* Required work
Whenever a line contains the string "below", copy it out of the entries.

*** Records supplied ***

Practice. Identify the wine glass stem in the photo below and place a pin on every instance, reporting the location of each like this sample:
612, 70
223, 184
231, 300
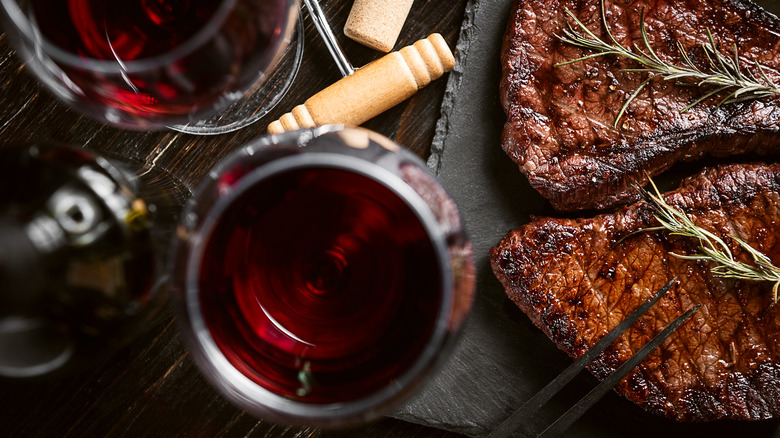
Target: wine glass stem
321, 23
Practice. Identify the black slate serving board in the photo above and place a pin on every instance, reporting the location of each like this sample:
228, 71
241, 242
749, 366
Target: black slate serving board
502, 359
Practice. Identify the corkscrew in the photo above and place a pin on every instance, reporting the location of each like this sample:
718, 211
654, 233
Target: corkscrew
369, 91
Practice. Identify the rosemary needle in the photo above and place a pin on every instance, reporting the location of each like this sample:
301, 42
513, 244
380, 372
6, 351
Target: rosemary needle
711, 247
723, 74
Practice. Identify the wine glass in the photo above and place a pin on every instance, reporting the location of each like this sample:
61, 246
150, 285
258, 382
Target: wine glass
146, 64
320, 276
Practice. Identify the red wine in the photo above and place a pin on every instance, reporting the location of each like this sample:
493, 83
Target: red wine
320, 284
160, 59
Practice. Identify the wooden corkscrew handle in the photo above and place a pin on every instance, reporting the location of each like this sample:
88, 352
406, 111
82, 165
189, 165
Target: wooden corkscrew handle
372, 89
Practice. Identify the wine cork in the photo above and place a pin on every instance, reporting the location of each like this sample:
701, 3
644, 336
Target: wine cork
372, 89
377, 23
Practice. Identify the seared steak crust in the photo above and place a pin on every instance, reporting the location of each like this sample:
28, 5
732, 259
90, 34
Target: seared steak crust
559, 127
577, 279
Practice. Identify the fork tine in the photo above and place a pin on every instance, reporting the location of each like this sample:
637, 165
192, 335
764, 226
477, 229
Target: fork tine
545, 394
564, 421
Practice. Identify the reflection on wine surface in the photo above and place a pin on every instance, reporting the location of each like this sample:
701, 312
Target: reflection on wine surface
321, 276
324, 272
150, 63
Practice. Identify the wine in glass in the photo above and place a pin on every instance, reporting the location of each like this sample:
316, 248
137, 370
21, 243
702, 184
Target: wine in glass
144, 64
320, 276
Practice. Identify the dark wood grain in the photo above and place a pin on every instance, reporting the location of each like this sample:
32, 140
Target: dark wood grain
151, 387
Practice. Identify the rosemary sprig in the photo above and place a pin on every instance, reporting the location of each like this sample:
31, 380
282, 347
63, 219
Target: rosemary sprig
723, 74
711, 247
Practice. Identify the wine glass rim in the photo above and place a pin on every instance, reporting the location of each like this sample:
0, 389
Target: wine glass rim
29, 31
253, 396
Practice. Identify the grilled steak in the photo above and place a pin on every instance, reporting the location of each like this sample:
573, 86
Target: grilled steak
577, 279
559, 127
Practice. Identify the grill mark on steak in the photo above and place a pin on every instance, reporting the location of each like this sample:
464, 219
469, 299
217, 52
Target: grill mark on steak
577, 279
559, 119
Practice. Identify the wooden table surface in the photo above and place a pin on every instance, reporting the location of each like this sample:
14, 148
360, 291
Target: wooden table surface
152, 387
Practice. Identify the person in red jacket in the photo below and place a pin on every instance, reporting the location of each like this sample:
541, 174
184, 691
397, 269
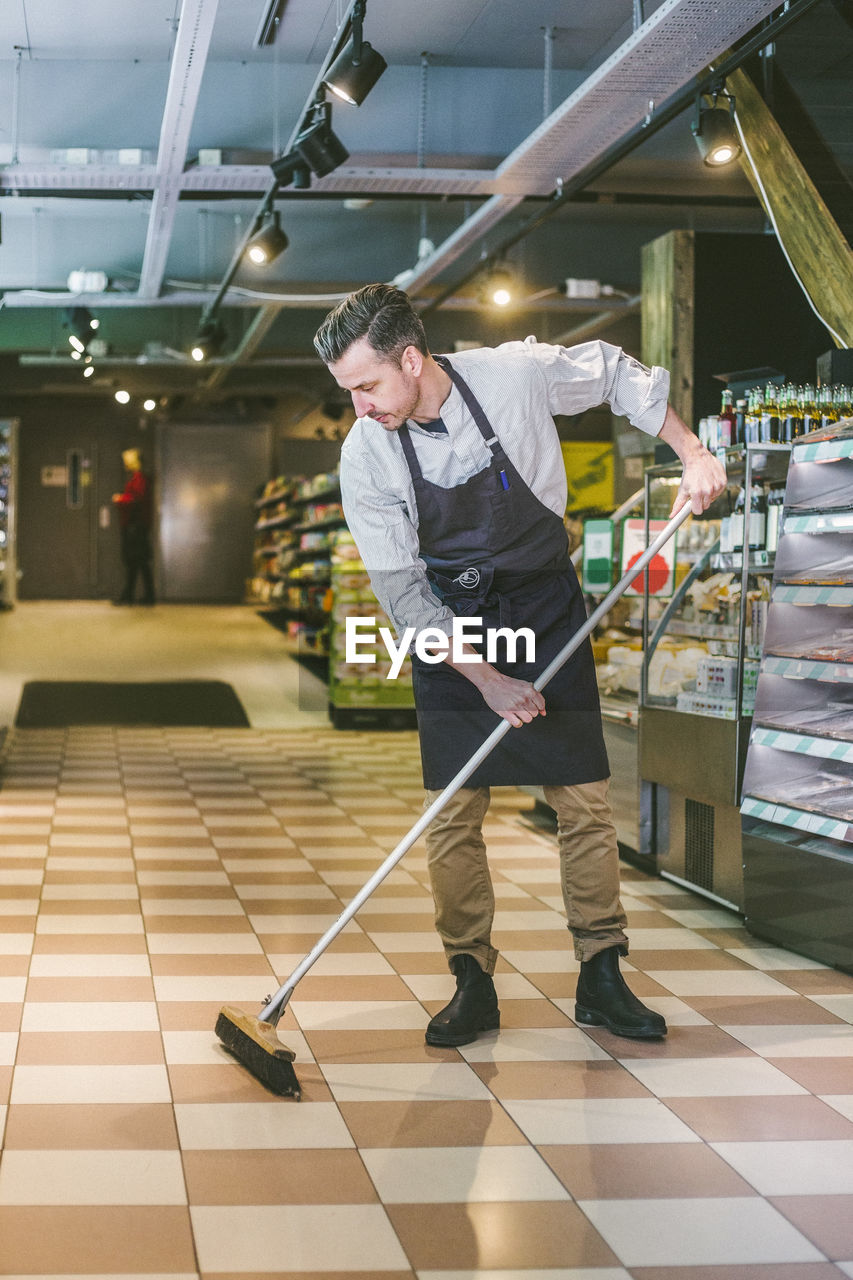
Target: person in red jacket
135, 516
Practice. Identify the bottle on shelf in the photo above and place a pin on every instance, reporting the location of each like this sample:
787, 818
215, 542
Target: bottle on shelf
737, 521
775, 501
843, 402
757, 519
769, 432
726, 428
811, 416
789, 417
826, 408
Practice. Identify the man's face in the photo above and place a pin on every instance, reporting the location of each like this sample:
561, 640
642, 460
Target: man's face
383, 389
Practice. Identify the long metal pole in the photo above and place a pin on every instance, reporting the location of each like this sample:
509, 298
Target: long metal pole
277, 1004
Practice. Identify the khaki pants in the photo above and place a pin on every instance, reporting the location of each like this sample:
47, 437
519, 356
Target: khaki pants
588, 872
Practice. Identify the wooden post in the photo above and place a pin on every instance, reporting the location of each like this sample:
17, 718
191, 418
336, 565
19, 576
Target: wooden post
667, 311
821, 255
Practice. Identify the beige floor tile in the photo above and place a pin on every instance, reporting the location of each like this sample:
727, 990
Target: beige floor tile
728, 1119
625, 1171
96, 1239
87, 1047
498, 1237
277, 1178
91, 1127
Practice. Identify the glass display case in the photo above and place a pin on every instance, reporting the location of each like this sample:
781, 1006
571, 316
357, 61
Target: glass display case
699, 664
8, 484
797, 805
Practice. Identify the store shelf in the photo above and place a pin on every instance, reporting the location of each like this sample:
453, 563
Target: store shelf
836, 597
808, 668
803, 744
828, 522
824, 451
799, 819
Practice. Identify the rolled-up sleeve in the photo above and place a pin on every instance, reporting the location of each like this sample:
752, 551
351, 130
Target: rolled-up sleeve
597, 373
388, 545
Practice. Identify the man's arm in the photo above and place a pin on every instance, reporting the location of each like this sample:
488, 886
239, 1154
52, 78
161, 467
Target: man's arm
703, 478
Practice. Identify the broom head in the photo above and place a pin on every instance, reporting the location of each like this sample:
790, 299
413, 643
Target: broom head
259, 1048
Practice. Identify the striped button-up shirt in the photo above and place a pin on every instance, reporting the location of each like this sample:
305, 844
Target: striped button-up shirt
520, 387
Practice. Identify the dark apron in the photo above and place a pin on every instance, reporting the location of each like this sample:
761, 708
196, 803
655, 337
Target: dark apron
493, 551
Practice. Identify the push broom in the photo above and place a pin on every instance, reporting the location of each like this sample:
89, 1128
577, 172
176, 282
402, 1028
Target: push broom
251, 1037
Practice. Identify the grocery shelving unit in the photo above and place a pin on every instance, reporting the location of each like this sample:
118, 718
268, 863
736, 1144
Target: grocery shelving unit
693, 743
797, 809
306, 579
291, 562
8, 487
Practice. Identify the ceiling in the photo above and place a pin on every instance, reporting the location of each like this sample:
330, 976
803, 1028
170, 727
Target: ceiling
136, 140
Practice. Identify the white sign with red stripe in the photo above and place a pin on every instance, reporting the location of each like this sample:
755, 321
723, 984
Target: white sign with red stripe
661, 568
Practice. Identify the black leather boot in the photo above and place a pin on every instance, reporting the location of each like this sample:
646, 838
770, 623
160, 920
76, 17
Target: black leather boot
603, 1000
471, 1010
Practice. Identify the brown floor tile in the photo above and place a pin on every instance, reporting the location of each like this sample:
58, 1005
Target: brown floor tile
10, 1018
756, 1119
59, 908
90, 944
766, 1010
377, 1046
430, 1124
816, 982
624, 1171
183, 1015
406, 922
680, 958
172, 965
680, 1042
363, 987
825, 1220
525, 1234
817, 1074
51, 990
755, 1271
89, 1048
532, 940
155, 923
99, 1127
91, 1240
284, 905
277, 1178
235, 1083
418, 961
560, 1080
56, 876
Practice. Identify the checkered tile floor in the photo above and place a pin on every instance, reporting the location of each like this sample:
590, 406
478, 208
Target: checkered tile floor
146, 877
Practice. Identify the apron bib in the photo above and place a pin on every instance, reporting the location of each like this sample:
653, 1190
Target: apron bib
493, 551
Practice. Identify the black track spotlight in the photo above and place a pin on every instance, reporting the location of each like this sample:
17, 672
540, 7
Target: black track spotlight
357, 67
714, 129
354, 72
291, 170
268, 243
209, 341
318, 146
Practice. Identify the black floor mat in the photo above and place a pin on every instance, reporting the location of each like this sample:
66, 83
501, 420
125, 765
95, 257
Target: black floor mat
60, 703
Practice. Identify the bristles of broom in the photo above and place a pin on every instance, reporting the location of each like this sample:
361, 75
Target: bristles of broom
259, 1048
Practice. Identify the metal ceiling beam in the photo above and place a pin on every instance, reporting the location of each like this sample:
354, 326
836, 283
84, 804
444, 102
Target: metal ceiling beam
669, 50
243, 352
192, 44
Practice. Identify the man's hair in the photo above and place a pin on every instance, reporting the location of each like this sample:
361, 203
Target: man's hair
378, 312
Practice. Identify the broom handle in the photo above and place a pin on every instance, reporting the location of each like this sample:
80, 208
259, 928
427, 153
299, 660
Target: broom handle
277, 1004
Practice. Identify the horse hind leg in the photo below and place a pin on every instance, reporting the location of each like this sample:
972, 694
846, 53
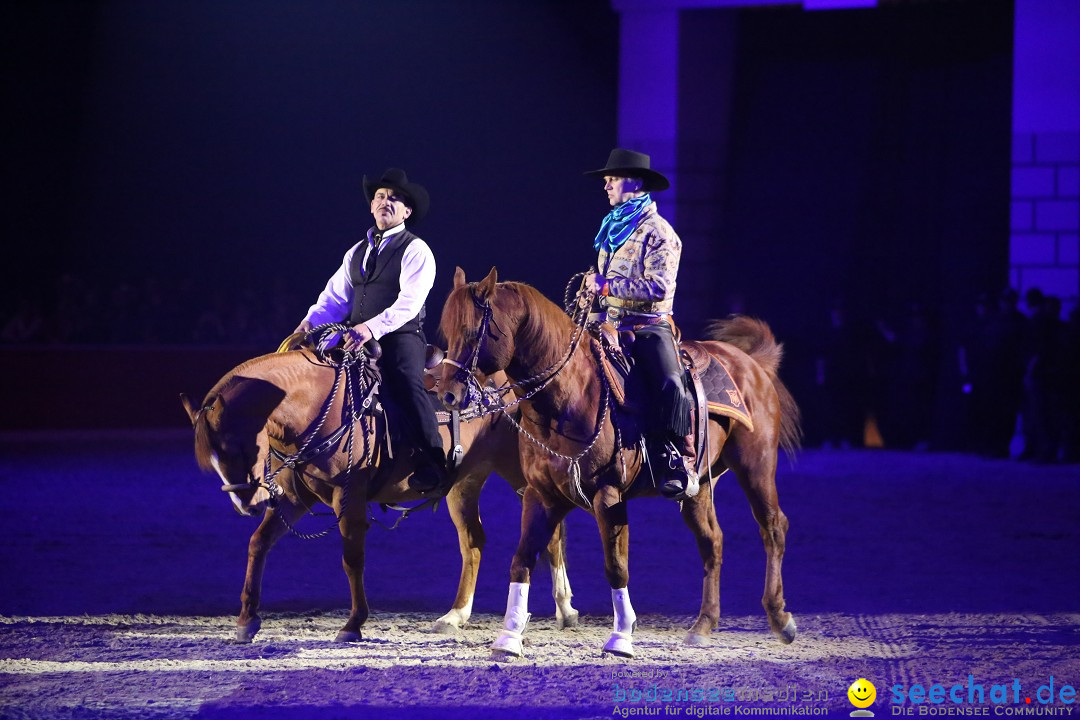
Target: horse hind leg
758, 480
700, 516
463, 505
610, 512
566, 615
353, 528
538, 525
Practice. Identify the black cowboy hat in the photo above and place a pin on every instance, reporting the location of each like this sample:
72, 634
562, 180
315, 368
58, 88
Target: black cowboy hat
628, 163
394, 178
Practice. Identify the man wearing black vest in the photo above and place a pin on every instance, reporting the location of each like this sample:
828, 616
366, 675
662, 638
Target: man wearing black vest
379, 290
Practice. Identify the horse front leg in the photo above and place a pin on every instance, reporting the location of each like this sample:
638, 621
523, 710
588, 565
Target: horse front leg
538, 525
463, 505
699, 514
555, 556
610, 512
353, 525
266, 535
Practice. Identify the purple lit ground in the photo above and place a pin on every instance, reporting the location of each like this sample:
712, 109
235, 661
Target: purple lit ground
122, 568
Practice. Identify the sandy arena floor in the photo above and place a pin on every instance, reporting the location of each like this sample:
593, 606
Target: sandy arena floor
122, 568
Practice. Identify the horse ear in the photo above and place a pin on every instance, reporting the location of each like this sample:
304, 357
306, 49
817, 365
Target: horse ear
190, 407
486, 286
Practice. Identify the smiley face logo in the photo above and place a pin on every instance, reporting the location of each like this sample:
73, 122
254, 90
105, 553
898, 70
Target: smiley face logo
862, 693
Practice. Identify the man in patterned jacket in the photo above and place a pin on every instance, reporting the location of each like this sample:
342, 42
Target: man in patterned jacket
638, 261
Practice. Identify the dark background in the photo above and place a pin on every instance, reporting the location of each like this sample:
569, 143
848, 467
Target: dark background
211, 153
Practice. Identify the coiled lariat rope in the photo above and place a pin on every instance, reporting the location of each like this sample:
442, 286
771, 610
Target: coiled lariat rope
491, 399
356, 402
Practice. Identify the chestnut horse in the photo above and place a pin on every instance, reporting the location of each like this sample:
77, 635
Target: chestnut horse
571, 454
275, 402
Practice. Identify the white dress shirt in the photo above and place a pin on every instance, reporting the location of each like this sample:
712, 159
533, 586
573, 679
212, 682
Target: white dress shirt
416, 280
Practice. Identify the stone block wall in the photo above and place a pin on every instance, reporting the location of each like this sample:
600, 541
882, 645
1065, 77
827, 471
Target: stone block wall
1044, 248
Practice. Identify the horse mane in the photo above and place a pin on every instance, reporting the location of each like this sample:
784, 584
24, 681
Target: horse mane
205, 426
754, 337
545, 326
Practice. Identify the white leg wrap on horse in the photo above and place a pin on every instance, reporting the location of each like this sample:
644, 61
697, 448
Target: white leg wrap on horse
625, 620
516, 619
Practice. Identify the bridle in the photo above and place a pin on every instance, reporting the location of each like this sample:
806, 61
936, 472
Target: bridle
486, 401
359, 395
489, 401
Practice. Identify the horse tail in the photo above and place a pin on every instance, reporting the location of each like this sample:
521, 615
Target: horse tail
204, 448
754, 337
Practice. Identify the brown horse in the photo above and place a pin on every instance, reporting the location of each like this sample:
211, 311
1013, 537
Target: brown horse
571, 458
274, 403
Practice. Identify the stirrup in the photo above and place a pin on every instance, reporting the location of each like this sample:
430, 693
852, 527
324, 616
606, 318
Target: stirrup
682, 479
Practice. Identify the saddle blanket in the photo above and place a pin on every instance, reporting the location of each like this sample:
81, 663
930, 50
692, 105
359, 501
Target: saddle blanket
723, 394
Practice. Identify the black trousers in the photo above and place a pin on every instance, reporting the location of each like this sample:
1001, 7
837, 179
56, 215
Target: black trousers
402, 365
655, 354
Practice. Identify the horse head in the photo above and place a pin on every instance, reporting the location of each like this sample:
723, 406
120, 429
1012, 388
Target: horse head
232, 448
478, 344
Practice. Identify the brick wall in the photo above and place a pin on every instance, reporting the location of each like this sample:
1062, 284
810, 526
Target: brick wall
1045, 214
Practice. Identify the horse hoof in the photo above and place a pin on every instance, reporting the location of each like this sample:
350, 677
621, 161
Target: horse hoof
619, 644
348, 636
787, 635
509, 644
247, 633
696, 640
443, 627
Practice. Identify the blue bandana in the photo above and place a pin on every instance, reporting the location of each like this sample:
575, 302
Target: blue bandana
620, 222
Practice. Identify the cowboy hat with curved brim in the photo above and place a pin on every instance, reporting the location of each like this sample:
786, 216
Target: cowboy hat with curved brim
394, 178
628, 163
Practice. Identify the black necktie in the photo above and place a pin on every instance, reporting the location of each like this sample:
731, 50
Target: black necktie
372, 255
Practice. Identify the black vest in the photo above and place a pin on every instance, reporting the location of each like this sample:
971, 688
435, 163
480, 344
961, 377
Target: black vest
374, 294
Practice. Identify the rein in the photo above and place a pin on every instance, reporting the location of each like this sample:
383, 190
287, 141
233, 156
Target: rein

***

* Answer to this problem
Practice. Identify the wine glass stem in the photo below and place a pin on every instance, reporting the location of each like this sample:
Practice. Identify the person in red jacket in the photo below and place a pin on every instance, reporting the location of each like this sample:
Practice. Identify the horse hind leg in the photo below and place a pin on every instance, reporting the location of each like this sample:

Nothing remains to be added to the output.